La décision du Président de la République d’aller vers le nucléaire de quatrième génération, plus économe, plus sûr, produisant moins de déchets, apte au dessalement de l’eau et à la production d’hydrogène, est conforme au protocole de Kyoto. Elle nous satisfait donc et c’est pourquoi nous ne pouvons approuver la deuxième partie de cet amendement n° 193 rectifié qui propose un moratoire sur la construction de toute nouvelle tranche et, donc, de l’E.P.R.

Pourtant, et c’est là que nous rejoignons nos collègues Verts, le développement de l’énergie nucléaire a pour corollaire une meilleure prise en compte des problèmes propres à cette énergie et qui supposent une véritable maîtrise publique et le respect du principe de transparence.

L’ouverture du capital d’E.D.F. et le désengagement de l’État dans la définition de la politique énergétique ne permet pas d’assurer la transparence nucléaire. La gestion privée des entreprises énergétiques est un recul démocratique puisque les citoyens et les salariés n’ont plus leur mot à dire. La libéralisation de l’électricité amène E.D.F. à faire appel de plus en plus à la sous-traitance qui n’assure pas la sécurité des personnels, des installations et des populations.

# Travail demandé
(a) D'après l'extrait, que propose la deuxième partie de l'amendement n° 193 rectifié ?
(b) Recopiez l'extrait en commençant par « La décision du » et en poursuivant jusqu'à « donc, de l’E.P.R. ».

# Section des données
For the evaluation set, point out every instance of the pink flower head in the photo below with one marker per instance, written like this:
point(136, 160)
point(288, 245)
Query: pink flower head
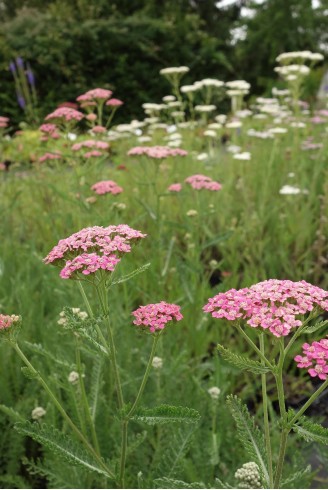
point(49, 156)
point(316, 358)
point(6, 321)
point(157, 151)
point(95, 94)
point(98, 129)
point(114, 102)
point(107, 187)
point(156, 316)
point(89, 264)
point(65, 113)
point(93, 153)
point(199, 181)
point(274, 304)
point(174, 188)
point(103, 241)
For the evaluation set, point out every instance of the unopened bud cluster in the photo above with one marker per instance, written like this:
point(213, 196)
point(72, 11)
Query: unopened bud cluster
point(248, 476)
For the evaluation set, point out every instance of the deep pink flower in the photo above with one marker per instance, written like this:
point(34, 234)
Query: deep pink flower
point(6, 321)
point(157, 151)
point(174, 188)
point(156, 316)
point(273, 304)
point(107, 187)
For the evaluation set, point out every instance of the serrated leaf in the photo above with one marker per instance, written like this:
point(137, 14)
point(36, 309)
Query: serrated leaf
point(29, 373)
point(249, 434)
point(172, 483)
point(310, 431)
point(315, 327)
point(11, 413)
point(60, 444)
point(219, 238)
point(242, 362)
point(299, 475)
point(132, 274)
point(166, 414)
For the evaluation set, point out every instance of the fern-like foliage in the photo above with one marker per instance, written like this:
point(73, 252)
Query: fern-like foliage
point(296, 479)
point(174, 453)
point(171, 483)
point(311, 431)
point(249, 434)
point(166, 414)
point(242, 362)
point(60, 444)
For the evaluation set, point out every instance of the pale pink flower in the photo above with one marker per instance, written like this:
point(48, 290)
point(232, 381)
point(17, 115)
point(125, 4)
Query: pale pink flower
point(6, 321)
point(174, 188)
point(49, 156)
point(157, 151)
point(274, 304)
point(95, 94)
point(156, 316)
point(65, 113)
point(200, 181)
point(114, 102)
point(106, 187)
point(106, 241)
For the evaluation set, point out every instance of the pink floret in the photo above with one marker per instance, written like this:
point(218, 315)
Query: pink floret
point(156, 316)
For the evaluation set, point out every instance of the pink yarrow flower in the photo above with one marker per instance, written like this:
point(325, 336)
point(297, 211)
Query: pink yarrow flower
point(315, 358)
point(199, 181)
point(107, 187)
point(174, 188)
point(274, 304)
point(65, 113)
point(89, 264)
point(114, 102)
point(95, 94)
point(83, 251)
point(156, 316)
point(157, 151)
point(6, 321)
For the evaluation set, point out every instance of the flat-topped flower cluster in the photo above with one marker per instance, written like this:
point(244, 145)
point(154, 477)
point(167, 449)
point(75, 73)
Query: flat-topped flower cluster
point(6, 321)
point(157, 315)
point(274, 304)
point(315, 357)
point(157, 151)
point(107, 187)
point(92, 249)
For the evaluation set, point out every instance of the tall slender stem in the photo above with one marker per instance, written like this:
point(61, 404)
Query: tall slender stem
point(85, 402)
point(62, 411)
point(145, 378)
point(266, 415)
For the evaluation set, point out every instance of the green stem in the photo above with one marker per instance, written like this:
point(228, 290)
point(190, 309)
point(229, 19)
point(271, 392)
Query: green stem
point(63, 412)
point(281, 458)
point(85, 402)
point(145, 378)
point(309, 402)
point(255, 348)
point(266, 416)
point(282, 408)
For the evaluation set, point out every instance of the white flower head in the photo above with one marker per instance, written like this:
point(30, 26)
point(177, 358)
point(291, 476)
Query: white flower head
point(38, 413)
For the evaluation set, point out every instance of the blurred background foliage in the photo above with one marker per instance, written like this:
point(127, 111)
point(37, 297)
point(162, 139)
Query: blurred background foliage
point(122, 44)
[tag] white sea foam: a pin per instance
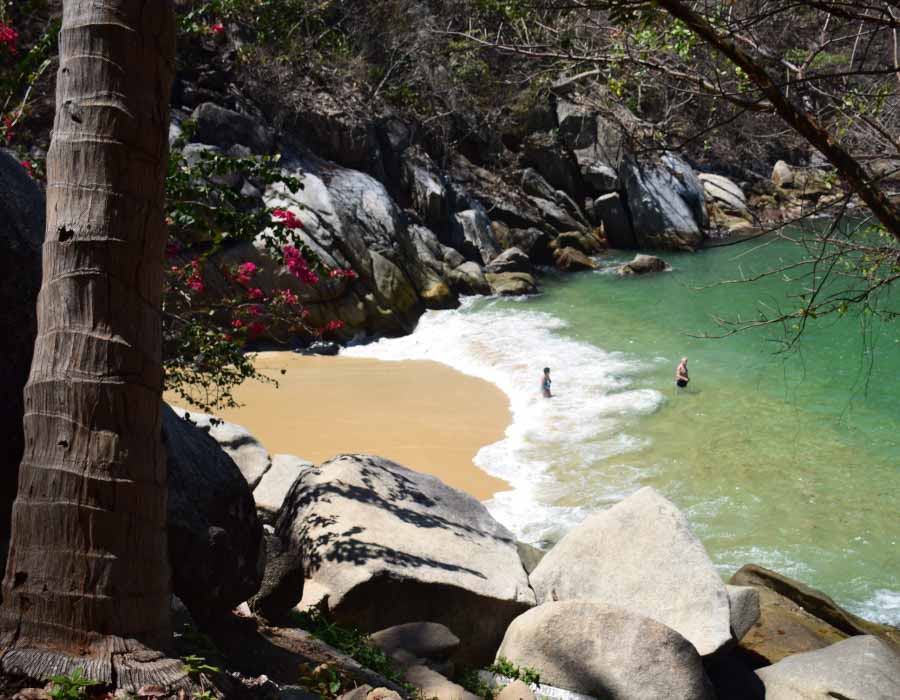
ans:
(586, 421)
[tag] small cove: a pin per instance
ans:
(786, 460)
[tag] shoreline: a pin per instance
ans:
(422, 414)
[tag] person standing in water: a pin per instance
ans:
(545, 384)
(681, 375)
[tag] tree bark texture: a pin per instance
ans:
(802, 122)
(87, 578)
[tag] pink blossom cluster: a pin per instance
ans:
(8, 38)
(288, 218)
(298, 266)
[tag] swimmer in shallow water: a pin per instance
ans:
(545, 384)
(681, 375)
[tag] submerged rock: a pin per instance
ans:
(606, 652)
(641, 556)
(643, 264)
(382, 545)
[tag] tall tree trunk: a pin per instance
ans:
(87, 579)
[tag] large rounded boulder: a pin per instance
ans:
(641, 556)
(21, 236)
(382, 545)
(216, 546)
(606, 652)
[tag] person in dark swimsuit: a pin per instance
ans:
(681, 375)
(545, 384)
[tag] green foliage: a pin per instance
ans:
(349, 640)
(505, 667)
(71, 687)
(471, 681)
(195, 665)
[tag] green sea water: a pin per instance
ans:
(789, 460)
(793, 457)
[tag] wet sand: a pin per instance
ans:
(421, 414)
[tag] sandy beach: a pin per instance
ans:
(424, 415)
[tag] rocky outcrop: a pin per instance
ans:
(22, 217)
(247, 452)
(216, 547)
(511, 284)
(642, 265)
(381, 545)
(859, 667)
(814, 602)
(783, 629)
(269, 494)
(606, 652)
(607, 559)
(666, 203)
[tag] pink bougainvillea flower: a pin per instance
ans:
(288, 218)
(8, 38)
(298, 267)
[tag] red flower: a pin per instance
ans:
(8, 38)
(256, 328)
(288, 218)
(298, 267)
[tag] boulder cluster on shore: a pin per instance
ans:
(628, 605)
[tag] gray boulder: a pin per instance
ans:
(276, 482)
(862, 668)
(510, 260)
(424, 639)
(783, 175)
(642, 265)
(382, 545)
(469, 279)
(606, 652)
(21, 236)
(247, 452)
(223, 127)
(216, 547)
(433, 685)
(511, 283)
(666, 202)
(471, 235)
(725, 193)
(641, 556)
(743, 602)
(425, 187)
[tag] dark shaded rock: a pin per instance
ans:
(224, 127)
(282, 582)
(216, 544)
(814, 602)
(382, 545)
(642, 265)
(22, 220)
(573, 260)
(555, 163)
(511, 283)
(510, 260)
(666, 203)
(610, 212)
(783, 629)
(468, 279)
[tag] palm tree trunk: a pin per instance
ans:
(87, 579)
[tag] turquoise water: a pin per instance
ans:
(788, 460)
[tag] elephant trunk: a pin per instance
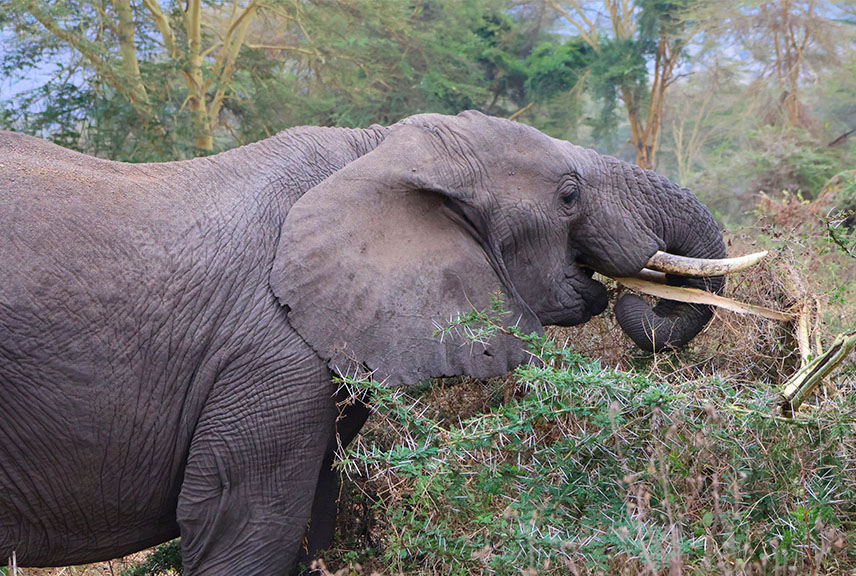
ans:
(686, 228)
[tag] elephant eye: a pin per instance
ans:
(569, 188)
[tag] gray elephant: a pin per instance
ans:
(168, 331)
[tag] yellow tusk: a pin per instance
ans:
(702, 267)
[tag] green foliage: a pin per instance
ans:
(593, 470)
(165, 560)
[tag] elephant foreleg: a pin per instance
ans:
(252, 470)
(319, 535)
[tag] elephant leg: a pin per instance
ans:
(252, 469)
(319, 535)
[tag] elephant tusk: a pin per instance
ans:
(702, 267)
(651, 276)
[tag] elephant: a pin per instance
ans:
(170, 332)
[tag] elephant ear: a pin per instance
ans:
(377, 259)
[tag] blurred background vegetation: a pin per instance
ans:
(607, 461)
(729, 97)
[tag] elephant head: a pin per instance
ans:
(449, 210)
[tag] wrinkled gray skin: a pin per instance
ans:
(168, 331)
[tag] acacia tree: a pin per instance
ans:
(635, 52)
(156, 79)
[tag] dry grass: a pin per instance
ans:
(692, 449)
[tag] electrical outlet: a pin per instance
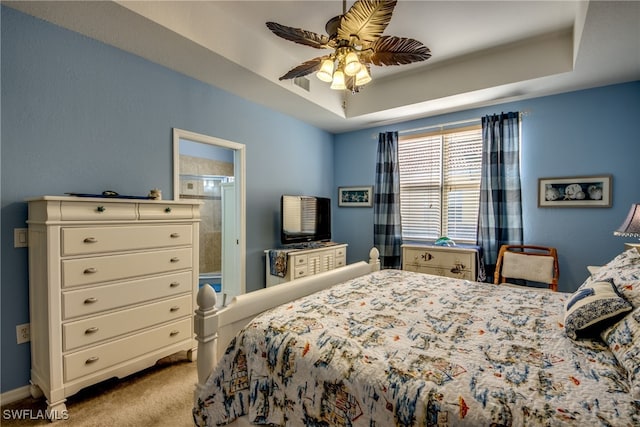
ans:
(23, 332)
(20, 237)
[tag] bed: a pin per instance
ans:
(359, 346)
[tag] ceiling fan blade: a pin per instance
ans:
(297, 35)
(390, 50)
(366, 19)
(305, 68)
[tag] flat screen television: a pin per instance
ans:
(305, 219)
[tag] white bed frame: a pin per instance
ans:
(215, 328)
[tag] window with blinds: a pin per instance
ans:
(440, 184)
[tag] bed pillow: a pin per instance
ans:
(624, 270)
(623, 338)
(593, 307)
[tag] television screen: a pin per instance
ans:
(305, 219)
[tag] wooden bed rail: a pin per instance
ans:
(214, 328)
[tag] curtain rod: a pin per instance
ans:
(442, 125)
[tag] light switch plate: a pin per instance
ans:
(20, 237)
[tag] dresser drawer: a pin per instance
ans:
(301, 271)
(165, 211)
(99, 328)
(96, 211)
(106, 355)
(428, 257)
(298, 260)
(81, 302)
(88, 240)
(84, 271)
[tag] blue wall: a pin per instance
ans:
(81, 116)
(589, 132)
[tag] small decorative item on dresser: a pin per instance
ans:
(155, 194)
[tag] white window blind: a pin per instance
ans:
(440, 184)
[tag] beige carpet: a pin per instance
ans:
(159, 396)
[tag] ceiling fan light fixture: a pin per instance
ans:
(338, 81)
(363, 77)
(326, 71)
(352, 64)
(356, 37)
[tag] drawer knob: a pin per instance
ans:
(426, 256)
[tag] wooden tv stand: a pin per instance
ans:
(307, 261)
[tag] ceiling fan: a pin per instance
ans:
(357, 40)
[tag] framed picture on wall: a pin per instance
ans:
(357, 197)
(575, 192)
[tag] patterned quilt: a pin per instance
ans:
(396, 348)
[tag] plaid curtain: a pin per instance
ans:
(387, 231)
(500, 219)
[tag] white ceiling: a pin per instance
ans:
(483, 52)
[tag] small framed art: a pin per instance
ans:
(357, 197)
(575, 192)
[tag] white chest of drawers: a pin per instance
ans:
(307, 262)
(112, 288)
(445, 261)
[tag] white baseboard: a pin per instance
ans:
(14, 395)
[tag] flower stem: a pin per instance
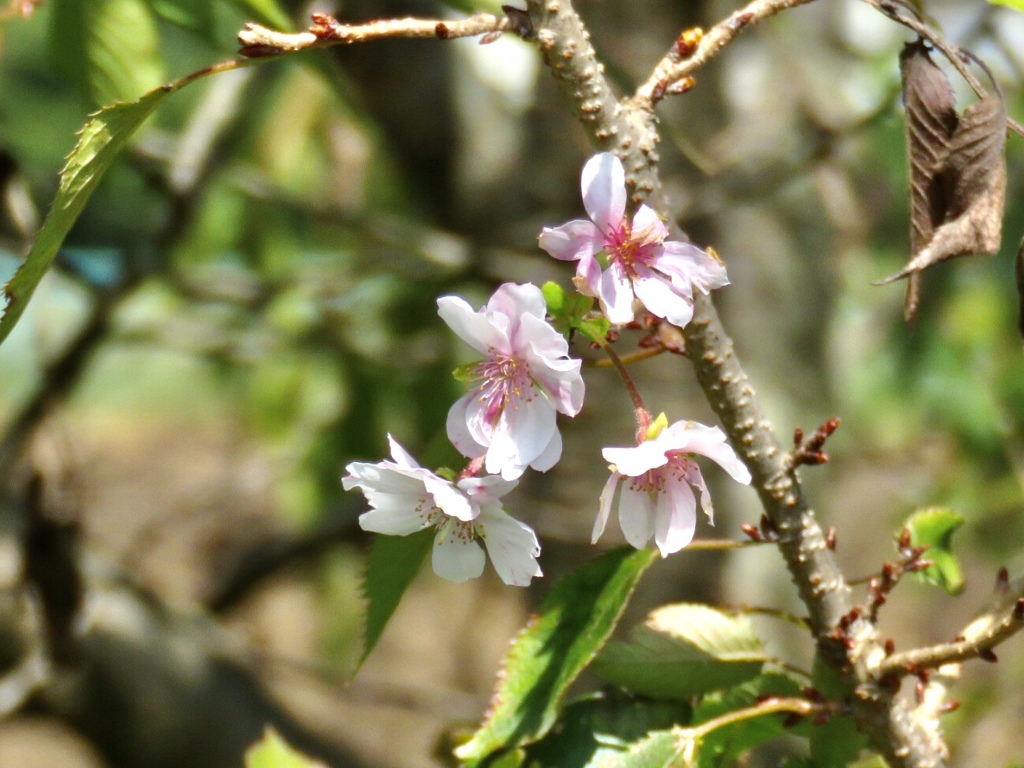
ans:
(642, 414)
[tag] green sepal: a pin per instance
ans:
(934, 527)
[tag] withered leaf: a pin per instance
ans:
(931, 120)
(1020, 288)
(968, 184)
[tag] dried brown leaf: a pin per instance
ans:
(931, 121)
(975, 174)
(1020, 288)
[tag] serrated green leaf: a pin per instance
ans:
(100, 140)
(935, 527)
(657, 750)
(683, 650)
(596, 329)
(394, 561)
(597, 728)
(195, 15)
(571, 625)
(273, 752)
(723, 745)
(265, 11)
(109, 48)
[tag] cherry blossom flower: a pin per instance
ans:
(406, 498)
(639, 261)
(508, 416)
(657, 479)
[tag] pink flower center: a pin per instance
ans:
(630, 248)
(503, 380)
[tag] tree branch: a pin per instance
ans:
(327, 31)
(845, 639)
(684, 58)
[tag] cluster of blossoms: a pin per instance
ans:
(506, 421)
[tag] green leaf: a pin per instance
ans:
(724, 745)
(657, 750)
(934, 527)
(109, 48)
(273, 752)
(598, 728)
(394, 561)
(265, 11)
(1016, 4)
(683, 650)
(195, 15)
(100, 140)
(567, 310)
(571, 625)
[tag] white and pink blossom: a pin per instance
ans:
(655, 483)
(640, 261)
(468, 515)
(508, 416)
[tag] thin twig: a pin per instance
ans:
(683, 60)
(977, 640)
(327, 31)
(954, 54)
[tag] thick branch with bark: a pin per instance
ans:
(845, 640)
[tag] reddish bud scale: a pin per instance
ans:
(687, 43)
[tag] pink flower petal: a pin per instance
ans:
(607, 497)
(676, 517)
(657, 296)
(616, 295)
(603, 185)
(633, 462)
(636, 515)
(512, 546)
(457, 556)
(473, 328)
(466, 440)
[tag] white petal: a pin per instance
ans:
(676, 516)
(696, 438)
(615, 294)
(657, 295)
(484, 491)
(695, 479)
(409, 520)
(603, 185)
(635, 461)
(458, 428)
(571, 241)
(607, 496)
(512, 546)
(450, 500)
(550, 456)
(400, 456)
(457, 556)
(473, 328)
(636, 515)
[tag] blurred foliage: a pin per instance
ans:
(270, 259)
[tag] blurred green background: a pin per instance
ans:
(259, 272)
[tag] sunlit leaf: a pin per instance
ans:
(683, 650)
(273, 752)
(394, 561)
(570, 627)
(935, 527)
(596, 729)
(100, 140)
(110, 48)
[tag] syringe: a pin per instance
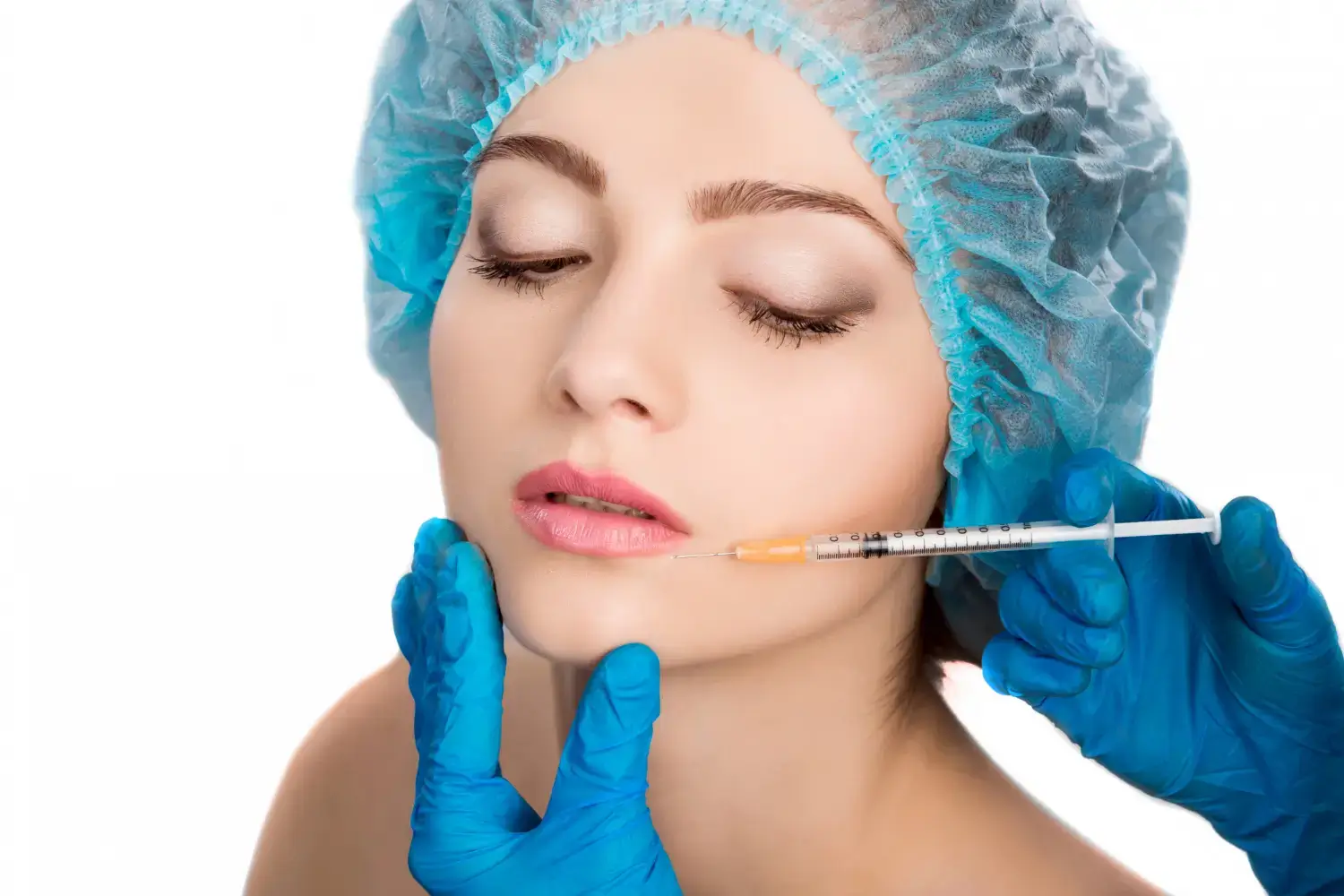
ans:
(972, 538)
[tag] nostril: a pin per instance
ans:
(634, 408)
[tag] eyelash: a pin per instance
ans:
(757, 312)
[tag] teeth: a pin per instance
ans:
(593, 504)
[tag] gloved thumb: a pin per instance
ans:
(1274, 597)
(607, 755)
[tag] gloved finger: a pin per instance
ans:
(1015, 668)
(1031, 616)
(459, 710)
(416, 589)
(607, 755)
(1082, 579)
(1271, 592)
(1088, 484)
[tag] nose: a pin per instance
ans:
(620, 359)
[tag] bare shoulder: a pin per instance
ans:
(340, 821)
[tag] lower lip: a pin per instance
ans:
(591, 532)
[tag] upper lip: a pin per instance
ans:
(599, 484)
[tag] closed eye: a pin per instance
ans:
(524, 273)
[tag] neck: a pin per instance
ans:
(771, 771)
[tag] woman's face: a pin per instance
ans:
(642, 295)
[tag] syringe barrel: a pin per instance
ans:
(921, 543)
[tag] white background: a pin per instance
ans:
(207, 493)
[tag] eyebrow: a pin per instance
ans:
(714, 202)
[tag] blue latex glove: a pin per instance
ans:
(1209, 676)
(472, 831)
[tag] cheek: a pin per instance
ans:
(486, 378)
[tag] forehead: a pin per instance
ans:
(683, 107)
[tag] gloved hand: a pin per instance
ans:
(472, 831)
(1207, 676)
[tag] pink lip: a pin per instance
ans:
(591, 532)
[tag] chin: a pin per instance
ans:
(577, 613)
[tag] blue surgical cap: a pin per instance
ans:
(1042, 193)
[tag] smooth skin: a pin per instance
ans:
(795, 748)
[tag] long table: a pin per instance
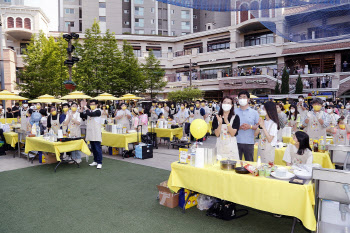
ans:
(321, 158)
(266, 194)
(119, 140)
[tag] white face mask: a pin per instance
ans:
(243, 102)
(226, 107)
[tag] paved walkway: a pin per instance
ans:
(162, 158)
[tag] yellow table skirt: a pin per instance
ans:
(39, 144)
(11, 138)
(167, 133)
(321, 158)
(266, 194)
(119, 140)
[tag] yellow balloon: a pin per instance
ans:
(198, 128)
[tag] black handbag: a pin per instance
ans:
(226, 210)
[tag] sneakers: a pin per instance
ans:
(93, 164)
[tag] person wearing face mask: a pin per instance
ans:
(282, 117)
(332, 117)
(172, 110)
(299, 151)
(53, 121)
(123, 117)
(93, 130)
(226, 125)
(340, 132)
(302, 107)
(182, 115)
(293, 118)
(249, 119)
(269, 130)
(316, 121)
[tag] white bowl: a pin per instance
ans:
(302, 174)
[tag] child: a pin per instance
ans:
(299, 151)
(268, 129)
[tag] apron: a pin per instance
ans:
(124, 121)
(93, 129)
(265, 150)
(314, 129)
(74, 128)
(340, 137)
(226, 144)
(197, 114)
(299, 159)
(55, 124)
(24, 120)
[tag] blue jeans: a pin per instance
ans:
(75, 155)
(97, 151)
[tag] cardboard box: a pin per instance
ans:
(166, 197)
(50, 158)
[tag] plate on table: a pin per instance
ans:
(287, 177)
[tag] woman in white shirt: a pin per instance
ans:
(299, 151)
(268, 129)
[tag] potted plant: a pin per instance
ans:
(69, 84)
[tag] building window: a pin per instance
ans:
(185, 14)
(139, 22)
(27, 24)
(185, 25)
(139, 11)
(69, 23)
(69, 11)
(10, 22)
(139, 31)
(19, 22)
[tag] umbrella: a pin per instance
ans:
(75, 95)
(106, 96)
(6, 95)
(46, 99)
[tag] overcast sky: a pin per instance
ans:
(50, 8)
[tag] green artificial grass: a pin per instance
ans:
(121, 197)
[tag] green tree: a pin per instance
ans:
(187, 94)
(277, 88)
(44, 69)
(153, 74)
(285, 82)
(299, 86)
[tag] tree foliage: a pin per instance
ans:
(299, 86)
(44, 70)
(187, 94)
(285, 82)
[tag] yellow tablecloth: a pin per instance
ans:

# Corrigé des activités
(a) Un moratoire sur la construction de toute nouvelle tranche et, donc, de l'E.P.R.

(b)
La décision du Président de la République d’aller vers le nucléaire de quatrième génération, plus économe, plus sûr, produisant moins de déchets, apte au dessalement de l’eau et à la production d’hydrogène, est conforme au protocole de Kyoto. Elle nous satisfait donc et c’est pourquoi nous ne pouvons approuver la deuxième partie de cet amendement n° 193 rectifié qui propose un moratoire sur la construction de toute nouvelle tranche et, donc, de l’E.P.R.